What you need to do:
Set down, word for word, the passage from the text below on aphid-resistant soybean varieties that opens with the words "Available maturities range" and closes with "brown stem rot.".

Document text:
● ● ● ● ● ● ●

The Rag1 gene is available in more soybean varieties this season.

In Iowa, for example, about a dozen national and regional seed companies are offering 16 unique soybean varieties with aphid resistance, says McCarville, who surveyed 128 seed companies in January. “That’s more than we expected for 2012.”

Available maturities range from 1.2 to 3.0. About half the aphid-resistant varieties available for Iowa and similar maturity zones are Roundup Ready, McCarville says. Additional traits available in some cultivars include SCN resistance and tolerance to phytopthora and brown stem rot.

Monsanto and its regional seed companies are offering several Genuity Roundup Ready 2 Yield varieties with Rag1, in maturities from mid-Group 1 to early-Group 2, with or without Acceleron seed treatment, says Tony White, soybean product manager.

● ● ● ● ● ● ●

Data provided:
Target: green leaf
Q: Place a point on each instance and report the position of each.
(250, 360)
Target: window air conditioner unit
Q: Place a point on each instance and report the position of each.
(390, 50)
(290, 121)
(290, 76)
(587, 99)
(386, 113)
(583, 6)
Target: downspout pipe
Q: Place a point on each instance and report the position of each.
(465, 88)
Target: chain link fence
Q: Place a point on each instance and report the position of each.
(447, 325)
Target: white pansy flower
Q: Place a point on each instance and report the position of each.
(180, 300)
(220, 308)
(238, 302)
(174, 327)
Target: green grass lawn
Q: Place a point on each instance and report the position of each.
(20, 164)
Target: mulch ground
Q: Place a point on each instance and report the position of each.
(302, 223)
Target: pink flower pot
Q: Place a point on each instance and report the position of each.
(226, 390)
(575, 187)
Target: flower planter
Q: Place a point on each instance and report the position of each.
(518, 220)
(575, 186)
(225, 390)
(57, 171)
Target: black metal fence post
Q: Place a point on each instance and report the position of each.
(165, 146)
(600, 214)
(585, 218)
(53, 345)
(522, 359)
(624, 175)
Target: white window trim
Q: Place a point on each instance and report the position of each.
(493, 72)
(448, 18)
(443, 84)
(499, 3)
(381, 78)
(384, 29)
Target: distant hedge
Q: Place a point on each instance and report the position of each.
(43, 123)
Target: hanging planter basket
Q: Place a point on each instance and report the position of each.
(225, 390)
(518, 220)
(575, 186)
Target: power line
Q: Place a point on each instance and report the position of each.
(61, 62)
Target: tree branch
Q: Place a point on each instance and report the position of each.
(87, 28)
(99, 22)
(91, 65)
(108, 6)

● ● ● ● ● ● ●

Response to this exercise:
Available maturities range from 1.2 to 3.0. About half the aphid-resistant varieties available for Iowa and similar maturity zones are Roundup Ready, McCarville says. Additional traits available in some cultivars include SCN resistance and tolerance to phytopthora and brown stem rot.